Task description
Skip the images. Copy the records exactly as written.
— start —
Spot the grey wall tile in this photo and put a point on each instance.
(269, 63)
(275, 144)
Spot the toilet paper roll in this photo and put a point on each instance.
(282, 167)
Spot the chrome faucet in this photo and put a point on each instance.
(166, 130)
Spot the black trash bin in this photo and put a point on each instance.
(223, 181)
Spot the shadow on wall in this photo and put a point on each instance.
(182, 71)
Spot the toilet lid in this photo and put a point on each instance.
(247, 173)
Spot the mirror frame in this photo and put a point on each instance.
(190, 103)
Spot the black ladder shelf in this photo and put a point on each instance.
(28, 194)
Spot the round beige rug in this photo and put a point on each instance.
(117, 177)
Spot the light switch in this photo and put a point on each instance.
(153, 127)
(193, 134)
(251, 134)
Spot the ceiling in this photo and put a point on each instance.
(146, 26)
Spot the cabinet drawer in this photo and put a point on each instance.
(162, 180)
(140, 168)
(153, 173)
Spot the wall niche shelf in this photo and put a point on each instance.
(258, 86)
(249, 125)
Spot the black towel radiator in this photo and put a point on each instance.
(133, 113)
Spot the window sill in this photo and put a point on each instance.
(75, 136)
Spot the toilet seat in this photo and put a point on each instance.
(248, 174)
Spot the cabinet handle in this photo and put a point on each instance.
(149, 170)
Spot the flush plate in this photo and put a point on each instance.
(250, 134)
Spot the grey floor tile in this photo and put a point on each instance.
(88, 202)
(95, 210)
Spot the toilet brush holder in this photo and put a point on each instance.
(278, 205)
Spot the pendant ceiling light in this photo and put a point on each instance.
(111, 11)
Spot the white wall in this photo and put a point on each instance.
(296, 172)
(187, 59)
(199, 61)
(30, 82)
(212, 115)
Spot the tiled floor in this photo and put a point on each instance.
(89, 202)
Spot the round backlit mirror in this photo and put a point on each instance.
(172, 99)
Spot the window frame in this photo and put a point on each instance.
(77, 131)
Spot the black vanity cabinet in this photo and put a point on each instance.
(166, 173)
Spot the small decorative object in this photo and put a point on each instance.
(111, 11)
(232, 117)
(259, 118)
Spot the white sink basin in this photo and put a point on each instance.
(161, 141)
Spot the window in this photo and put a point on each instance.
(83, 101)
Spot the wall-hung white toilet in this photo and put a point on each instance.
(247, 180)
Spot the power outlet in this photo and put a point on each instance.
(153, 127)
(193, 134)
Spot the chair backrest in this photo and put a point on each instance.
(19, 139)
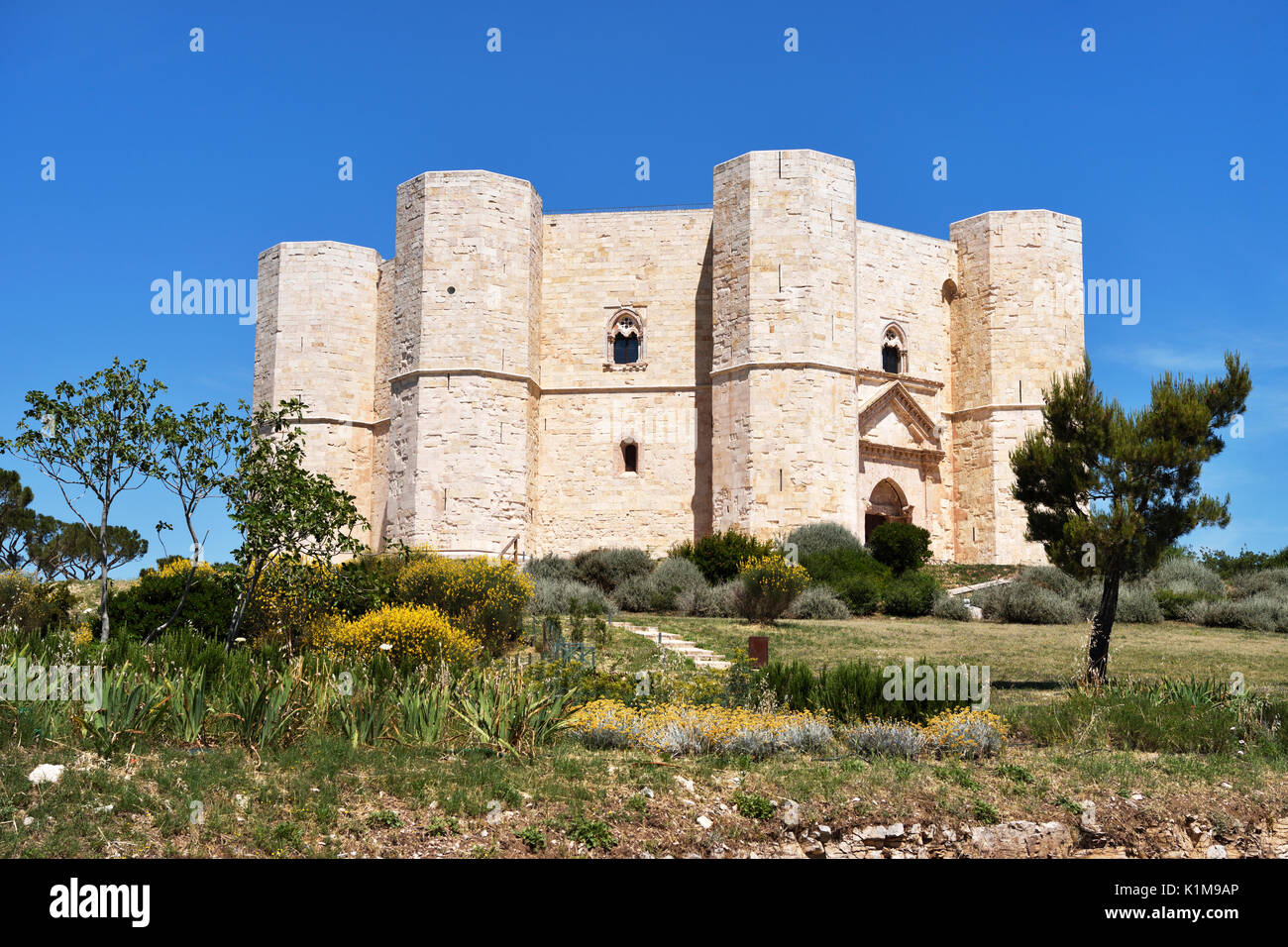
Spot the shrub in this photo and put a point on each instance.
(965, 733)
(426, 581)
(711, 602)
(153, 599)
(902, 547)
(768, 586)
(1185, 577)
(488, 600)
(1175, 605)
(1262, 612)
(885, 738)
(951, 607)
(835, 566)
(485, 598)
(846, 692)
(1137, 605)
(563, 596)
(682, 728)
(815, 603)
(673, 577)
(413, 634)
(721, 554)
(1025, 604)
(820, 538)
(1248, 583)
(30, 604)
(751, 805)
(608, 569)
(861, 594)
(910, 595)
(1050, 578)
(661, 590)
(552, 566)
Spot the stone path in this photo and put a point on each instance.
(964, 589)
(668, 642)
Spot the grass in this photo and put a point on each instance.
(325, 797)
(1028, 663)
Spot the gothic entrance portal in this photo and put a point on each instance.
(887, 505)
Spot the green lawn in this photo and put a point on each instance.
(1024, 660)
— end —
Written answer
Spot the grey wall tile in this photo and put a point on each instance.
(269, 63)
(275, 144)
Spot the toilet paper roll in this photo and put a point on each instance.
(282, 167)
Spot the chrome faucet in this photo and put a point on each instance.
(166, 130)
Spot the black trash bin in this photo and put a point on each instance.
(223, 181)
Spot the shadow on wall in this photo and put a point on each instance.
(182, 71)
Spot the toilet lid in this photo and put a point on each instance.
(247, 173)
Spot the mirror frame in this photo and put a point on each instance.
(190, 103)
Spot the black ladder shelf in this photo and put a point on each instance.
(28, 194)
Spot the round beige rug in this photo and put a point on each instance.
(117, 177)
Spot the light switch in this photo and put a point on each instance.
(153, 127)
(193, 134)
(251, 134)
Spot the ceiling in this photo and put a point on each instance.
(146, 26)
Spot the cabinet drawer in this photo and put a point on each instance.
(162, 180)
(140, 168)
(153, 173)
Spot the wall niche shelf in this photo and put a point on each instance.
(258, 86)
(249, 125)
Spot the black towel radiator in this photo and put a point on each instance.
(133, 113)
Spot the window sill in this photo and put a point on each instance.
(75, 136)
Spot the toilet seat in this photo and put a point on each instance.
(248, 174)
Spot the cabinet handle in this photo and put a point on each instance.
(149, 170)
Spot the flush plate in this photo and put a point on each instance.
(250, 134)
Spot the grey floor tile in this photo and put a point on each instance.
(88, 202)
(95, 210)
Spot the toilet brush holder in this photo and put a point on each instance.
(278, 205)
Spot the pendant ceiling light in this photo and put a point on each instance.
(111, 11)
Spot the white wall in this photo and put a point on each instance.
(296, 172)
(187, 59)
(199, 61)
(30, 82)
(212, 115)
Spot the tiled floor in this photo and put a point on each instance.
(89, 202)
Spot the round backlit mirror in this photo and put a point on each instance.
(172, 99)
Spot the window frame in this photo and put a point on each instance.
(77, 131)
Spot the black vanity cabinet in this photo and put a point on each instance.
(166, 173)
Spot the small decorative object in this photo and put a point on each instance.
(111, 11)
(232, 117)
(259, 118)
Spot the white sink basin in this photo and put a point on each instance.
(161, 141)
Spot the window in this photo and put a point on each instance.
(83, 101)
Spot the wall-hung white toilet in this photo and put a point on each instance.
(247, 180)
Spot the power outlet in this photo and put a point on each instance.
(153, 127)
(193, 134)
Spot the chair backrest in this photo and put a point on each instance.
(19, 139)
Spot the shrub in this photo and put a point on each instance.
(965, 733)
(426, 581)
(711, 602)
(153, 599)
(902, 547)
(768, 586)
(1185, 577)
(488, 600)
(1175, 605)
(1262, 612)
(885, 738)
(951, 607)
(835, 566)
(485, 598)
(846, 692)
(1137, 605)
(563, 596)
(682, 728)
(815, 603)
(673, 577)
(413, 634)
(721, 554)
(1025, 604)
(820, 538)
(1248, 583)
(30, 604)
(751, 805)
(608, 569)
(861, 594)
(910, 595)
(1050, 578)
(661, 590)
(552, 566)
Spot the stone path in this photo and put a point on each instance.
(964, 589)
(668, 642)
Spot the grass in this photo and put a point on each instance.
(325, 797)
(1028, 663)
Spot the gothic entrance portal in this photo and put a point on each instance.
(887, 505)
Spot the green lawn in this photo and put a point on each instance.
(1024, 660)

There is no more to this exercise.